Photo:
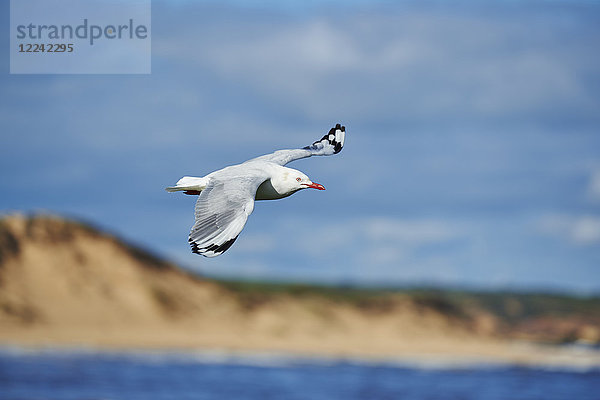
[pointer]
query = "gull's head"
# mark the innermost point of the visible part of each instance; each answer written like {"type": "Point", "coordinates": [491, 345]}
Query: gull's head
{"type": "Point", "coordinates": [304, 182]}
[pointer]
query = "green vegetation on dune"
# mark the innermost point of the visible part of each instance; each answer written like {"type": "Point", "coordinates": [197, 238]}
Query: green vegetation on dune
{"type": "Point", "coordinates": [547, 317]}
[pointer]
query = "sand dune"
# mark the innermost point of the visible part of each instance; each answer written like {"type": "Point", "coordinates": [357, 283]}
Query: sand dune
{"type": "Point", "coordinates": [66, 283]}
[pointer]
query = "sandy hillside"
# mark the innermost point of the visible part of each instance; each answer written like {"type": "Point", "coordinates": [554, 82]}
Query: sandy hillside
{"type": "Point", "coordinates": [66, 283]}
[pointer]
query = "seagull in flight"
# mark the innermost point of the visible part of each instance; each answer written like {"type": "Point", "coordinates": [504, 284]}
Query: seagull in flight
{"type": "Point", "coordinates": [226, 197]}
^^^^
— WHAT YOU HAVE TO DO —
Render every line of the records above as a numbered list, skipping any blank lines. Leave the pictures out.

— RESPONSE TO THE TASK —
1. Photo:
2. [pointer]
3. query = "gull's head"
4. # mark the innermost point of the visible part of each instance; each answer written like {"type": "Point", "coordinates": [491, 345]}
5. Query: gull's head
6. {"type": "Point", "coordinates": [304, 182]}
7. [pointer]
8. query = "green vegetation on dune"
9. # mark the innermost point of the visible part of each instance; each answer written like {"type": "Point", "coordinates": [197, 238]}
10. Query: green vegetation on dune
11. {"type": "Point", "coordinates": [547, 317]}
12. [pointer]
13. query = "sand dune"
14. # mark the innermost point of the visible part of each instance; each answer written like {"type": "Point", "coordinates": [357, 283]}
15. Query: sand dune
16. {"type": "Point", "coordinates": [66, 283]}
17. [pointer]
18. query = "sandy hillside"
19. # mark the innermost point of the visible part of each instance; each answer written like {"type": "Point", "coordinates": [554, 82]}
20. Query: sandy hillside
21. {"type": "Point", "coordinates": [66, 283]}
22. [pointer]
23. query = "seagull in flight"
24. # mark the innermost point of the visible part of each instance; each answer written like {"type": "Point", "coordinates": [504, 284]}
25. Query: seagull in flight
26. {"type": "Point", "coordinates": [226, 197]}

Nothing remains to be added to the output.